__Stated problem A__:
Gather every line of the records that contains the word "mountain". Case counts.

__Passage provided__:
====
5. Stranger Eyes: Filler. But filler doesn’t get much better.

6. You Might Think: If I had to pick Ocasek’s epic six, instead of five, this would probably make it. It’s got all the hallmarks of the Cars best, charted second best after Drive, as far as I know and won MTV’s (first ever I believe) Video of the Year. So there.

7. It’s Not the Night: Hard rock filler like Stranger Eyes. And yet it hit 31 on the rock charts. Oh well. Beats me.

8. Why Can’t I Have You: Not as great or quite as slow as Drive but it’s a keeper. Melodic, tender, sincere, with the same harmonic diversity in the vocals and the electronics as the faster songs. The album’s fifth single but I don’t think it charted.

9. I Refuse: The rapid, jumping, simple track that pretty much every rock album reserves a spot for. But consistent with its peers in almost every way (Only Drive was a departure).

10. Heartbeat City: I know of very few albums besides this one, where this engaging whimsical title track couldn’t crack the top three. Musically this is the mystical magical track. It’s wondrous, wonderful and lyrically the deepest. All my memories of this track revolve around the act of deliberately absorbing the album, and its deeply satisfying conclusion.
====
__Supplied records__:

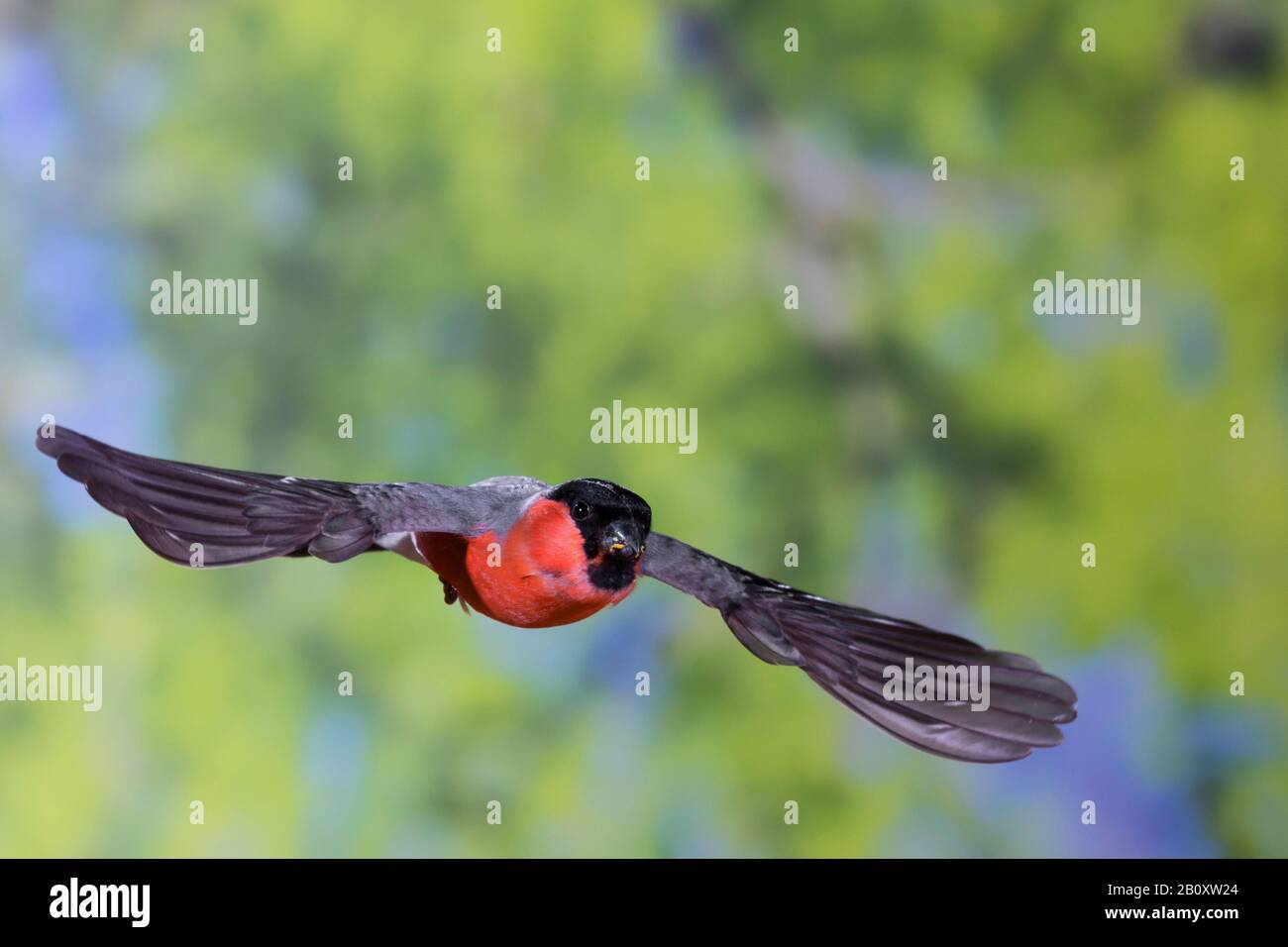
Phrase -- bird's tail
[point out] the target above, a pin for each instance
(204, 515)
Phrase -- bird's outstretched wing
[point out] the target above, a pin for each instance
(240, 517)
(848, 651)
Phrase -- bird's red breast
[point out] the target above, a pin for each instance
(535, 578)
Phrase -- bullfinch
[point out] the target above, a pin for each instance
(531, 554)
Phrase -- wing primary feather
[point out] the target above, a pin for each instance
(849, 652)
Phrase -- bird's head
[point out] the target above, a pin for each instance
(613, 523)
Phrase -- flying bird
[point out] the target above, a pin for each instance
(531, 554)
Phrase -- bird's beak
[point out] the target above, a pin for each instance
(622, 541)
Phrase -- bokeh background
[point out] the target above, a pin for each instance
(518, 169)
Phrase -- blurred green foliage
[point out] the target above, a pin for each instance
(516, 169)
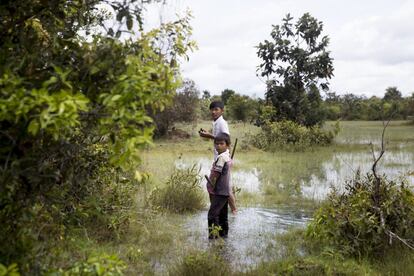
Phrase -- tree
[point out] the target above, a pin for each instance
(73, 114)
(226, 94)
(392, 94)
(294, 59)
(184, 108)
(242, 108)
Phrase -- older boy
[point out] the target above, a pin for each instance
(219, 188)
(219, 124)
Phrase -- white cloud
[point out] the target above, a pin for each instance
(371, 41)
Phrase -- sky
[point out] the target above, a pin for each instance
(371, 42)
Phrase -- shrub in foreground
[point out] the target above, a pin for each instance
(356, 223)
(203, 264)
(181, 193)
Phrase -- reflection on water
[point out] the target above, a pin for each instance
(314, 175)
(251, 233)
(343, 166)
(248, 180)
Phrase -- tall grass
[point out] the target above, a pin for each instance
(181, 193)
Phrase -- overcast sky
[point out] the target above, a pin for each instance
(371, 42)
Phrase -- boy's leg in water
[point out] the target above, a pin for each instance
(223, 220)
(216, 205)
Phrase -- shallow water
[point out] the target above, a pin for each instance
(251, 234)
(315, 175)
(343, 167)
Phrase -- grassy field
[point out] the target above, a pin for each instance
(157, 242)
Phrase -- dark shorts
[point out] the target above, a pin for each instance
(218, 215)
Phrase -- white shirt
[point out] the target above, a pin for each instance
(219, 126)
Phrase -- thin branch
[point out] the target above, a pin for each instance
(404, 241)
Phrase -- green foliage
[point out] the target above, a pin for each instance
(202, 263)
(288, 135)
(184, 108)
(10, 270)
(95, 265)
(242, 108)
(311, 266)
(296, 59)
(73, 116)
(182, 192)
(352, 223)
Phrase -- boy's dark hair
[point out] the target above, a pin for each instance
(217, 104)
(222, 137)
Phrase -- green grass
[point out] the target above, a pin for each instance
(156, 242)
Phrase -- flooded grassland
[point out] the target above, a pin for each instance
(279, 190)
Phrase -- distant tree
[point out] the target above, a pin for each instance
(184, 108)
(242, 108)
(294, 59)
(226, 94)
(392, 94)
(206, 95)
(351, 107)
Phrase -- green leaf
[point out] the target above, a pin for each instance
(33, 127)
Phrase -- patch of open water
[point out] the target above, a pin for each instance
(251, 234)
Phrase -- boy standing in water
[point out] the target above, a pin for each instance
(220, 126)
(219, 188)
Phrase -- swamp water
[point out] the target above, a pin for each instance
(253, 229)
====
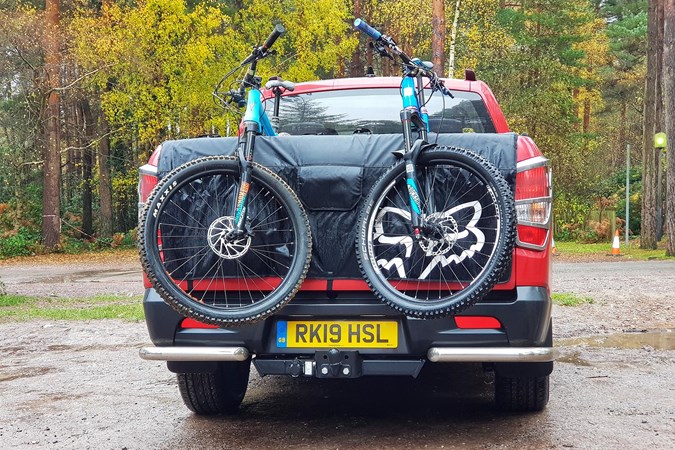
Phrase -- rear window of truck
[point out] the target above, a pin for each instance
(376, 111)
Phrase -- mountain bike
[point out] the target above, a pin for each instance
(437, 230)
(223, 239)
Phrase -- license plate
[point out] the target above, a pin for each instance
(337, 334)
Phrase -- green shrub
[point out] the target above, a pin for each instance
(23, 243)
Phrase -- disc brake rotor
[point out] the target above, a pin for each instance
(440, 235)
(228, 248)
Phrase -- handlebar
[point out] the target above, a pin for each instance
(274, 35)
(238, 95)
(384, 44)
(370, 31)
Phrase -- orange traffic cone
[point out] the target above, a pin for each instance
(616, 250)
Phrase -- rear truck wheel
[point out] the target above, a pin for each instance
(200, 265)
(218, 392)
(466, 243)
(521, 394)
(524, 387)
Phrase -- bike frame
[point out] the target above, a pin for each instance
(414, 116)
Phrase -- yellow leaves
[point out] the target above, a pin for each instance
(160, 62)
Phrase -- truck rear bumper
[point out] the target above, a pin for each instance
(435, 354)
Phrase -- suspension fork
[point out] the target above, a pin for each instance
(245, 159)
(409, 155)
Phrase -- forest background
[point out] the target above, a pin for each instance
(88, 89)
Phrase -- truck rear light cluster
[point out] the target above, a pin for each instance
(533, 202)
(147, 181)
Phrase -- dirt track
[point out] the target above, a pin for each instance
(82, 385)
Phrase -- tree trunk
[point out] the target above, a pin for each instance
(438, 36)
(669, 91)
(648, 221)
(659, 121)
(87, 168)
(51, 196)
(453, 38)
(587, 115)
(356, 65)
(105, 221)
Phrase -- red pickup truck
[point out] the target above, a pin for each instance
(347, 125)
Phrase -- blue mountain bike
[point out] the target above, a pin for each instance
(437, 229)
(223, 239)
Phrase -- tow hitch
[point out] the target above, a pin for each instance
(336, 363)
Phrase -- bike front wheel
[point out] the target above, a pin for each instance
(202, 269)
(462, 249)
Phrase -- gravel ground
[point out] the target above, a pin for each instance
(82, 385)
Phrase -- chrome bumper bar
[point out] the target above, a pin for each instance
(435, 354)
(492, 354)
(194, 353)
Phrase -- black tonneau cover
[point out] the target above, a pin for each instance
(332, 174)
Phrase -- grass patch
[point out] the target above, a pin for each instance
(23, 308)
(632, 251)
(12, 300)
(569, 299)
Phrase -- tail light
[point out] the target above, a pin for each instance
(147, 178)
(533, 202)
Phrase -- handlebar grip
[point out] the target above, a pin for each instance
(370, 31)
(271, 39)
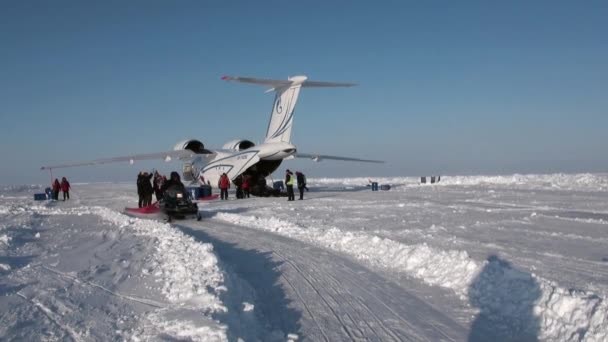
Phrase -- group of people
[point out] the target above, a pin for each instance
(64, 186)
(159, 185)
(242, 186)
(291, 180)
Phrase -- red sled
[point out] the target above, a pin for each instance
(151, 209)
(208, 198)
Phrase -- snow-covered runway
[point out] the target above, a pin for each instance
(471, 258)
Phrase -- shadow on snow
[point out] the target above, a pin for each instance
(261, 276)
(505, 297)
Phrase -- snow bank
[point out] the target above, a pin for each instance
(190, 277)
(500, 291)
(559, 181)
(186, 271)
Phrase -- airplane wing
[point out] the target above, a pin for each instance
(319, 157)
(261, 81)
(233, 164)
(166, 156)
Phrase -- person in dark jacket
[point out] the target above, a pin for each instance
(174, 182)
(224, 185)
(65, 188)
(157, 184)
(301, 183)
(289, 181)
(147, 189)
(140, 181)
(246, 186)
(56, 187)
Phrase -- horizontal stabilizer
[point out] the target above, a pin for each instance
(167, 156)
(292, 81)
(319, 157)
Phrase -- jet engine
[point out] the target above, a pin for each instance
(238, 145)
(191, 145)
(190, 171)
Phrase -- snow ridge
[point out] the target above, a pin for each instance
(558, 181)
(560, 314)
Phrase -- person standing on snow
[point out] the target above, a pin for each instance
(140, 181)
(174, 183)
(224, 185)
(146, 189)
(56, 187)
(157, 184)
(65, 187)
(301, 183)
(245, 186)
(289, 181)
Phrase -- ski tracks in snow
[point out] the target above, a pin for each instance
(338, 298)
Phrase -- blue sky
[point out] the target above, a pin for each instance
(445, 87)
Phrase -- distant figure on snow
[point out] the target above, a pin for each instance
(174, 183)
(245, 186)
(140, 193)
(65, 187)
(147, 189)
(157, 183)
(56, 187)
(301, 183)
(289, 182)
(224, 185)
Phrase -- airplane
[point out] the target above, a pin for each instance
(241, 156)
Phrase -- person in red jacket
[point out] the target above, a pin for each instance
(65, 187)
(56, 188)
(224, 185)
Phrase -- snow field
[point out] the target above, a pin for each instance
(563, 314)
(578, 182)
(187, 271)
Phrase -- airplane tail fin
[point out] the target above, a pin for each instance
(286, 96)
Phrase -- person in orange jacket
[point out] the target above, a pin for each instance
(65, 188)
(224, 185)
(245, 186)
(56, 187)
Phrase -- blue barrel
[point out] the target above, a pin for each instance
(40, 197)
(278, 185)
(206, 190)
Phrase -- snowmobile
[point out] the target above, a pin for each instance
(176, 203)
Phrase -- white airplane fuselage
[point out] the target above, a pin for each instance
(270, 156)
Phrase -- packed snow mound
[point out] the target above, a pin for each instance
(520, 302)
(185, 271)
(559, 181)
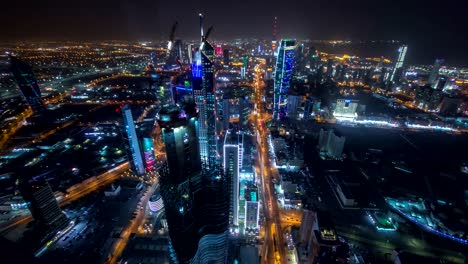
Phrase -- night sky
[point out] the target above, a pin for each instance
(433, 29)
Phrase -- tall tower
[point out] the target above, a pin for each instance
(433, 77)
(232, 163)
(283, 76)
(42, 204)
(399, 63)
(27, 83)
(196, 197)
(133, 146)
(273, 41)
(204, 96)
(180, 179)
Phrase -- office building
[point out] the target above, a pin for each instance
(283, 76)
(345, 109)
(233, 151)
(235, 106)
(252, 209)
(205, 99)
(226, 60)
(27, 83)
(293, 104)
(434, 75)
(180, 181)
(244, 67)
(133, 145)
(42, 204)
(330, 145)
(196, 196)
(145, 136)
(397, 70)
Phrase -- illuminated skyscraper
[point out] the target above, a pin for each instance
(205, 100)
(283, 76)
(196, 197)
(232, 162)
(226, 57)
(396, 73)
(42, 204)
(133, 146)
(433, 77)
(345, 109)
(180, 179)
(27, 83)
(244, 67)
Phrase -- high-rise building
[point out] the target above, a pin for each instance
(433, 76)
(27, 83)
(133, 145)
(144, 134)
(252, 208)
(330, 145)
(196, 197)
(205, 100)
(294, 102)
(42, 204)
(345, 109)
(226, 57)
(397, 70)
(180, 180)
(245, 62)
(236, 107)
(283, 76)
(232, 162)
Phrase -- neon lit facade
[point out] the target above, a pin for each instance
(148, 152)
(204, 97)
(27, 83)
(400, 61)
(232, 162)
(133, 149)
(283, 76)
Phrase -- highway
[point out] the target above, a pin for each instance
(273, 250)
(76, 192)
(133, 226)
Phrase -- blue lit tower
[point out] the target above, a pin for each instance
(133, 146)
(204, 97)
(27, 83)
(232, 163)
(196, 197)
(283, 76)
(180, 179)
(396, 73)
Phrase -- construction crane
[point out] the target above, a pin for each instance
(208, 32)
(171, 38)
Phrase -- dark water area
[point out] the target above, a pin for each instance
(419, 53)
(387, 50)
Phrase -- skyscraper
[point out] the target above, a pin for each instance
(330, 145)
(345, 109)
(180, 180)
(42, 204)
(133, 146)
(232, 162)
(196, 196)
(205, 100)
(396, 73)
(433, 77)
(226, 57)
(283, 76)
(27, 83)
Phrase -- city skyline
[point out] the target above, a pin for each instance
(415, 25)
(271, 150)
====
__Stated problem B__:
Retype the stretch of the album review from "7. It’s Not the" through "think it charted.", without changing a word.

__Complete output A__:
Phrase -- mountain bike
Phrase -- blue mountain bike

__Complete output B__:
7. It’s Not the Night: Hard rock filler like Stranger Eyes. And yet it hit 31 on the rock charts. Oh well. Beats me.

8. Why Can’t I Have You: Not as great or quite as slow as Drive but it’s a keeper. Melodic, tender, sincere, with the same harmonic diversity in the vocals and the electronics as the faster songs. The album’s fifth single but I don’t think it charted.